- _GIVEN TEXT_:
--*--

The 2003 results include the $18.4 million of severance expense associated with cessation of our manufacturing operations in Valencia, Spain.
Now let's take a look at our expenses for the full year.
Research & Development expenditures were $143.2 million, or 4.6% of revenue, compared to $153.8 million a year ago.
This is an area where we continue to drive efficiencies by doing more design and engineering work in the orient, although concept development is still primarily still done in the U.S. and Europe. [inaudible] expense for the year was $248.4 million or 7.9% of revenue, compared to $296.2 million, or 10.5% a year ago.
This reduction primarily reflects lower shipments of Star Wars.
Advertising expense was $363.9 million, or 11.6% of revenue for the year, up both in terms of dollars and when expressed as a percent of revenues.
This is consistent with a strategy we shared with you at the beginning of the year.
We expected advertising expenditures would increase as we continued to drive growth in our core brands and launch new products.
SG&A expense was $674.5 million, or 21.5% of revenue, compared to $656.7 million or 23.3% of revenue a year ago.
We are pleased to see this decrease as a percent of revenue even though there is an increase on a dollar basis.
As I mentioned last quarter, on a dollar basis this may be contrary to your expectations.
Be assured that we are delivering on our underlying fixed cost savings.
However, there are a number of factors that are masking this in the quarter and the full year results.
Firstly, we had the impact of translating international expenses at higher foreign currency exchange rates.
This had an impact of $10 million for the quarter and $26.2 million for the year.
Additionally, with the strong full year results the management incentive plan provisions are up significantly.
Distribution costs, which are volume related, also increased.
Lastly we had expenses associated with our ongoing business efficiency program.
This is where we recorded the charge of $14 million related to the exiting of leases and severance for employees of the remaining 67 Wizards of the Coast retail stores.
Amortization expense declined for the year by $18.5 million to $76.1 million, primarily reflecting lower amortization of Star Wars property rights in a non-movie year.
Operating margin was 11% compared to 7.8% last year, an improvement of 3.2 percentage points.
As I mentioned last quarter the charges we have taken did not impact our ability to achieve our stated operating margin of goal of 10% or better for this year.
Interest expense for the year decreased by $25 million to $52.5 million, due primarily to the repurchase and maturity during the last 12 months of $367 million of high coupon long-term debt.
There are a couple of items worth noting in the Other Expense line of the income statement.
Firstly, there was a charge of $20.3 million related to the December bond tender offer.
Second, as a result of adopting FASB statement 150 there was a charge of $13.6 million, or 8 cents per diluted share, related to adjusting the Lucas warrants that are classified as liabilities to their fair value.
As previously noted there had will be further non-cash charges or income in future quarters as we continue to update the fair value of the warrants to reflect changes in the stock price.

--*--

- _Rows of box annotation data_:
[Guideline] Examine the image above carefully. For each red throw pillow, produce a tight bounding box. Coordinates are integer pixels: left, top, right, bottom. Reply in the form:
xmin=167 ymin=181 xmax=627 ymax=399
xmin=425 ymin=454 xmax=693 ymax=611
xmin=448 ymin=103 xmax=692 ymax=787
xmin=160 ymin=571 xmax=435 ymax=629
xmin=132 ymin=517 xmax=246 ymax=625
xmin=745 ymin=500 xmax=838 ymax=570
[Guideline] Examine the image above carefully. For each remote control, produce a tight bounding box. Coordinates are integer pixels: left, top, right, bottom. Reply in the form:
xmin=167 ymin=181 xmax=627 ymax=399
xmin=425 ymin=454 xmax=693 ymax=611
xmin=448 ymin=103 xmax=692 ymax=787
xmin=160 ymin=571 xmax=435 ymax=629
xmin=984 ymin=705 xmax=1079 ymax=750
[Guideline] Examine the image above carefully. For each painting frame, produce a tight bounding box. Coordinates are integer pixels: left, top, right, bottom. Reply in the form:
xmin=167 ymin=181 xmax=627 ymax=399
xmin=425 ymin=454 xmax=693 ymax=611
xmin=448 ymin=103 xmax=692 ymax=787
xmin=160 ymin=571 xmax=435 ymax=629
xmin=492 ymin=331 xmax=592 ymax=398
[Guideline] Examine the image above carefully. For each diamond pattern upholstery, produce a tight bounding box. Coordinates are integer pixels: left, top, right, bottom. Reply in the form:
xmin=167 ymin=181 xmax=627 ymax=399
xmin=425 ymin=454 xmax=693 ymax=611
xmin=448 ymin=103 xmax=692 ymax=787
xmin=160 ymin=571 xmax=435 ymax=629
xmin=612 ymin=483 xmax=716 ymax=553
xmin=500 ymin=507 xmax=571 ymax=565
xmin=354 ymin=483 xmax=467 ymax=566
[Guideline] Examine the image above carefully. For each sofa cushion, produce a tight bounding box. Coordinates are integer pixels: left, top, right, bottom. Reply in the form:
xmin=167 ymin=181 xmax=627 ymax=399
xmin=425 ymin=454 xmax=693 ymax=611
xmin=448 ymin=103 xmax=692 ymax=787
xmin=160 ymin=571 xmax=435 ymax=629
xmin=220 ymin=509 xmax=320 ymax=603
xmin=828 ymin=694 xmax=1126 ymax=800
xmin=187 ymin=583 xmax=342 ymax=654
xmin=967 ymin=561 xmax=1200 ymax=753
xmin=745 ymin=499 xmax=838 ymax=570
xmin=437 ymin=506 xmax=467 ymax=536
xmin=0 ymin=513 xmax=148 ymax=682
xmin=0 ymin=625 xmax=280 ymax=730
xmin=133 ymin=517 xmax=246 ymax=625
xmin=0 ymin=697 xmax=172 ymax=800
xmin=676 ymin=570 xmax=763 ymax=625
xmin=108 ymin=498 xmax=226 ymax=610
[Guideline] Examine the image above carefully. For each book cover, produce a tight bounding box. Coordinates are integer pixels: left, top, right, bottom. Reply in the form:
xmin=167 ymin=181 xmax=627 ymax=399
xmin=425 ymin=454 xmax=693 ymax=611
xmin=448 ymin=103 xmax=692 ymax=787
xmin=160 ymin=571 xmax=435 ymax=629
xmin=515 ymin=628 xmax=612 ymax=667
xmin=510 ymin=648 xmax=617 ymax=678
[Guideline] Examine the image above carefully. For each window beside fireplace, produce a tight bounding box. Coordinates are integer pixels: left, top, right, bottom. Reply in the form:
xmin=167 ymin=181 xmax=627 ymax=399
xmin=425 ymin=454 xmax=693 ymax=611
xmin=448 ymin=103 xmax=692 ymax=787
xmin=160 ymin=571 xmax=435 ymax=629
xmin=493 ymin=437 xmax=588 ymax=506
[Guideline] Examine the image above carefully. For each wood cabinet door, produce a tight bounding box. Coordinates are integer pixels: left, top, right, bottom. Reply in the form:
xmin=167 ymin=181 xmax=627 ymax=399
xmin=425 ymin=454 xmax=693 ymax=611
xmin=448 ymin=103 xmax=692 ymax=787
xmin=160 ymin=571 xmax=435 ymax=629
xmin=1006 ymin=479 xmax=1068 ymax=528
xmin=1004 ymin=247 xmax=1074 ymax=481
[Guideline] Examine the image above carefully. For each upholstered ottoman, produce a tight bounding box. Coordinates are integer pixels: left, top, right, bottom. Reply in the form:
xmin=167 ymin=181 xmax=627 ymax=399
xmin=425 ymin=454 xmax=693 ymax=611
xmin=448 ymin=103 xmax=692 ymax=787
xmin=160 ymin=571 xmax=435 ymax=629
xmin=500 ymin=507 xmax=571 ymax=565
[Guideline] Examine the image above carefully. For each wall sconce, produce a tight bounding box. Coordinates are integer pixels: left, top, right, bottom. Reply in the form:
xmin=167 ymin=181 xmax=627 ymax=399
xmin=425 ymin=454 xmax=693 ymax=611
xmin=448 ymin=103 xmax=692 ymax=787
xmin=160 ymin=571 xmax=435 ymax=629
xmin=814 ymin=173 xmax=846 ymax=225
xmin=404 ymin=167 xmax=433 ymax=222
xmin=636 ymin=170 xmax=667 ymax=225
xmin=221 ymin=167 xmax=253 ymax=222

--*--

- _GIVEN EXERCISE_: In the given text, why did amortization expense decline for the year?

- _REPLY TO THE TASK_: Amortization expense fell by $18.5 million to $76.1 million, mainly because amortization of Star Wars property rights was lower in a non-movie year.